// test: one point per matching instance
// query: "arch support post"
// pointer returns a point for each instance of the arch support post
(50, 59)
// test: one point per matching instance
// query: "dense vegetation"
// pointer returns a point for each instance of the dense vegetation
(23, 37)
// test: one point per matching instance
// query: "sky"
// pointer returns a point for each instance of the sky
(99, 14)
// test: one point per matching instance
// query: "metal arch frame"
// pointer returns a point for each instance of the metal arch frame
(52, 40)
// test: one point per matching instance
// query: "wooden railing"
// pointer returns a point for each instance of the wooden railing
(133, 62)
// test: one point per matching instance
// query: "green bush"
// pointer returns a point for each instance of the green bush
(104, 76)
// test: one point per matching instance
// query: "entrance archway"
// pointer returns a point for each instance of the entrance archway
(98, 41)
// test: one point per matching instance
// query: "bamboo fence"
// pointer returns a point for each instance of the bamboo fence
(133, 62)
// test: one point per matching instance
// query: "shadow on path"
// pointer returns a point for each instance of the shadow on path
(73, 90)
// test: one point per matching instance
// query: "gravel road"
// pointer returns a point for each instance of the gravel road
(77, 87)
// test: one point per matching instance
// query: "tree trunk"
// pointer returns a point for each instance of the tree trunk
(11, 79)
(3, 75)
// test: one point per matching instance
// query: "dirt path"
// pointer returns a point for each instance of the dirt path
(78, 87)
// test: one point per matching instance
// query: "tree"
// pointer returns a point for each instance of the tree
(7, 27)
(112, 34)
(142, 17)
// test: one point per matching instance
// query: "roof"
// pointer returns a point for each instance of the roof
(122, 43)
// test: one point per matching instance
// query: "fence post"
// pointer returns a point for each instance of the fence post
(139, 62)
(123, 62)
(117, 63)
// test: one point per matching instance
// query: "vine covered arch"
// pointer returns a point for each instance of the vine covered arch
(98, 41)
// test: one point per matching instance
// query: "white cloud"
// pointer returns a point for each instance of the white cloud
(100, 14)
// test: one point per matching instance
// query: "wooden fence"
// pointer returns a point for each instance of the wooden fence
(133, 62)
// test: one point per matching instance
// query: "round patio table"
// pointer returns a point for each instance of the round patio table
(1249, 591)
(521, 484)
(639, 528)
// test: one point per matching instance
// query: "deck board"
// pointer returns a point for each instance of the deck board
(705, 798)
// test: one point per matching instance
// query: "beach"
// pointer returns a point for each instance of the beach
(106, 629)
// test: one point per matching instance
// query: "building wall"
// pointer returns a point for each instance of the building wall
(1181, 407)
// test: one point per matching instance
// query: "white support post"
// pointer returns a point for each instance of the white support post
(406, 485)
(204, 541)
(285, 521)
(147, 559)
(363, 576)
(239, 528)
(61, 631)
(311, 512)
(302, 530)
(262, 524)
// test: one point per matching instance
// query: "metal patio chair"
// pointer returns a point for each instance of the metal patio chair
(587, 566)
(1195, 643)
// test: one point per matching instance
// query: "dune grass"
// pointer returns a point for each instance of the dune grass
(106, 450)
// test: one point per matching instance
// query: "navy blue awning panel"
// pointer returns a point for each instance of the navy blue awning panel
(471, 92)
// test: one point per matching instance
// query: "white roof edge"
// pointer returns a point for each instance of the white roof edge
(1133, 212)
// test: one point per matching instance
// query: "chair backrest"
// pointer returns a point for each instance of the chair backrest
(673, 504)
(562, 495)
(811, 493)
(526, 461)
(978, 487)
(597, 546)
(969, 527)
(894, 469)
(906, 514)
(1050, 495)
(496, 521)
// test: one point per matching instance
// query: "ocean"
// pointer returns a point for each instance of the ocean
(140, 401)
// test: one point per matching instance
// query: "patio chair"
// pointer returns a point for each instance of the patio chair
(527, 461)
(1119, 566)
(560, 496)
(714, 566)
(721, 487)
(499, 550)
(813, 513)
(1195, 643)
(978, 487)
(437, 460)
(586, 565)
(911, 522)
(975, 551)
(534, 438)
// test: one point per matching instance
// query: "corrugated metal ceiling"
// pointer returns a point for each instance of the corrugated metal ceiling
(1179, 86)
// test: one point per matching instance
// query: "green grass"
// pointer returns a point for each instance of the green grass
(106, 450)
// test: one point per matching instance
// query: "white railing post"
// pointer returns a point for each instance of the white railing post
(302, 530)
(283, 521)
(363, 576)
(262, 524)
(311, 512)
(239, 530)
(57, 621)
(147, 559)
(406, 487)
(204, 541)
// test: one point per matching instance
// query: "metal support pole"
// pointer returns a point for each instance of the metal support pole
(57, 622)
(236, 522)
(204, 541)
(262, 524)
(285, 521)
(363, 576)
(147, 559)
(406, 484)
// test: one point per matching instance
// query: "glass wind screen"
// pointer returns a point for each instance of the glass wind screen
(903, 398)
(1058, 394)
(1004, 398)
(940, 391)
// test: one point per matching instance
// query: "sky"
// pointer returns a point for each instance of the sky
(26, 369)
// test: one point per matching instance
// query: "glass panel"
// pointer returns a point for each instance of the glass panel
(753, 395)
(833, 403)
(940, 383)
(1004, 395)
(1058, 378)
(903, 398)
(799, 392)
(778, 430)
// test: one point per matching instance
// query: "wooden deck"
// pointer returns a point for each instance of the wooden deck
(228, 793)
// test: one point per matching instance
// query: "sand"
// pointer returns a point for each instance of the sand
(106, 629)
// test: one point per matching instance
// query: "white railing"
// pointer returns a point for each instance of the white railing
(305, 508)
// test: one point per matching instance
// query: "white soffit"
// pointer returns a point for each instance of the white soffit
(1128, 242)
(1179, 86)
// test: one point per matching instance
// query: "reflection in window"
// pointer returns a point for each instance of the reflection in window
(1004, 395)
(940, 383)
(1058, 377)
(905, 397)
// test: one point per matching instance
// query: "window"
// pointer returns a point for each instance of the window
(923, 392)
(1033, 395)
· · ·
- [WORK TO COMPLETE]:
Restate the material word for word so that no line differs from the original.

- [YOUR RESPONSE]:
// test: one point per matching instance
// query: "arch support post"
// pointer returns a point for each instance of the arch support post
(50, 59)
// test: one point per matching instance
// query: "dense vegetation"
// pointer returns a point for each instance of the dense vegetation
(23, 37)
// test: one point per matching instance
// query: "sky"
// pointer returns a point for each instance of the sky
(99, 14)
// test: one point per matching instance
// query: "metal arch frame"
// pointer returns a point for each instance of the metal arch frame
(52, 40)
// test: one point per matching instance
// query: "wooden railing"
// pointer returns a point for each instance of the wooden railing
(133, 62)
// test: one point per matching instance
// query: "green bush"
// pointer returns a point for each instance of the green bush
(104, 76)
// test: one point per matching instance
// query: "entrance archway"
// pointer returns a point for each instance of the entrance archway
(98, 41)
// test: one point per matching instance
// query: "bamboo fence"
// pointer returns a point for each instance of the bamboo fence
(133, 62)
// test: one point per matching instance
// query: "shadow on path"
// pointer returns a point for each instance of the shadow on path
(73, 90)
// test: one point per matching instance
// query: "gravel road"
// pointer returns a point for each instance of the gravel road
(77, 87)
// test: one point per matching instance
// query: "tree trunk"
// pointer returns a point for each instance of the tree trunk
(11, 79)
(3, 75)
// test: one point per matching instance
// query: "dirt path"
// pointer returns a point for each instance of the dirt path
(78, 87)
// test: one point per matching instance
// query: "tree"
// pointer returns a point for each instance of the tree
(7, 27)
(112, 34)
(142, 17)
// test: one point per matching instance
// query: "roof"
// pointer returns a point for each instance of the roof
(122, 43)
// test: one point per matching instance
// query: "fence post"
// pointer returns a point for each instance of the fence post
(139, 62)
(123, 62)
(117, 63)
// test: one point per matching instance
// query: "vine covered arch"
// pointer returns a point for each instance of the vine covered arch
(98, 41)
// test: one point per matching instance
// query: "white cloud"
// pointer returns a point for each instance of the white cloud
(100, 14)
// test: one point per matching instance
// query: "wooden fence"
// pointer returns a point for each instance of the wooden fence
(133, 62)
// test: one point per matching instance
// query: "round patio table"
// pointer returns a point for each instance of the round patio table
(1249, 591)
(521, 484)
(639, 528)
// test: one point per matching instance
// query: "deck board"
// pointer returns a point for each instance of the deck board
(705, 798)
// test: one point per matching instance
// query: "beach"
// pointer returns a point for each instance of the beach
(106, 629)
// test: one point per matching instance
// query: "building wall"
// pointer returns a point for each instance of the building wall
(1181, 407)
// test: one point per matching instance
// query: "white support post"
// pointer returns a point for each instance of the white support post
(406, 485)
(204, 541)
(285, 521)
(147, 559)
(363, 576)
(239, 528)
(61, 631)
(311, 512)
(302, 530)
(262, 524)
// test: one point per matching instance
// query: "metal patio chair"
// pointer returns a point for each instance of the metal patio chair
(587, 566)
(1195, 643)
// test: one point per matching instance
// query: "dune grass"
// pointer returns a point for each instance of the dune grass
(106, 450)
// test: one point per matching instance
// query: "navy blue awning panel"
// pointer returns a point for each instance of the navy blue awning panel
(471, 92)
// test: one point per matching instance
// query: "white roof edge"
// pointer returns a point for each instance of the white roof edge
(1133, 212)
// test: one point per matching instance
// query: "chair backrest"
// pointer returns a point for each instance of the chair backrest
(673, 504)
(562, 495)
(811, 493)
(526, 461)
(978, 487)
(597, 546)
(969, 527)
(894, 469)
(906, 514)
(1050, 495)
(496, 521)
// test: one point per matching instance
// query: "ocean"
// pointer returns a point for each instance of the ocean
(140, 401)
// test: one point per matching instance
// query: "patio chair"
// pointer returns a point for each instance of the patio chair
(527, 461)
(1119, 566)
(560, 496)
(714, 566)
(721, 487)
(499, 550)
(813, 513)
(1195, 643)
(978, 487)
(437, 460)
(586, 565)
(911, 522)
(975, 551)
(534, 438)
// test: one point per matching instance
// query: "corrugated metal ceiling"
// pointer returns a point for each instance of the corrugated metal ceiling
(1179, 86)
// test: one point per matching instance
// query: "green grass"
// pointer returns a point for each instance of the green grass
(106, 450)
// test: one point per matching instance
// query: "white railing post"
// pointer returns a point for each instance of the white railing post
(302, 530)
(283, 521)
(363, 576)
(262, 524)
(311, 512)
(239, 530)
(57, 621)
(147, 559)
(406, 487)
(204, 541)
// test: one point per matching instance
// query: "metal support pole"
// pointer returns a point for each instance of the metal support pole
(57, 622)
(236, 522)
(204, 541)
(262, 524)
(285, 521)
(363, 576)
(147, 559)
(406, 484)
// test: one point per matching instance
// query: "glass wind screen"
// pointer returns a point for each instance of the glass wind screen
(903, 398)
(1058, 394)
(1004, 398)
(940, 391)
// test: one point per matching instance
// query: "sky"
// pointer returns a point for each instance of the sky
(26, 369)
// test: one point per matching instance
// query: "glass panel"
// pointer returns a point for each instance of the glass panel
(753, 395)
(833, 403)
(940, 383)
(1004, 395)
(1058, 378)
(903, 398)
(799, 392)
(778, 430)
// test: one point per matching instance
// query: "wooden deck"
// pointer returns a point for each instance of the wooden deck
(228, 793)
// test: one point per matching instance
// query: "sand"
// pointer returns a point for each instance of the sand
(106, 629)
// test: one point per matching instance
// query: "white railing"
// pointer returns a point for each instance of the white railing
(305, 508)
// test: one point per matching instance
// query: "white soffit"
// pointer returns a point for each instance of the white soffit
(1128, 242)
(1179, 86)
// test: one point per matching instance
// query: "reflection in window"
// pointer returns a point for each instance of the reflection in window
(1004, 395)
(940, 383)
(1058, 377)
(905, 397)
// test: one point per matching instance
// query: "window"
// pointer returns a point for each instance of the window
(923, 392)
(1033, 395)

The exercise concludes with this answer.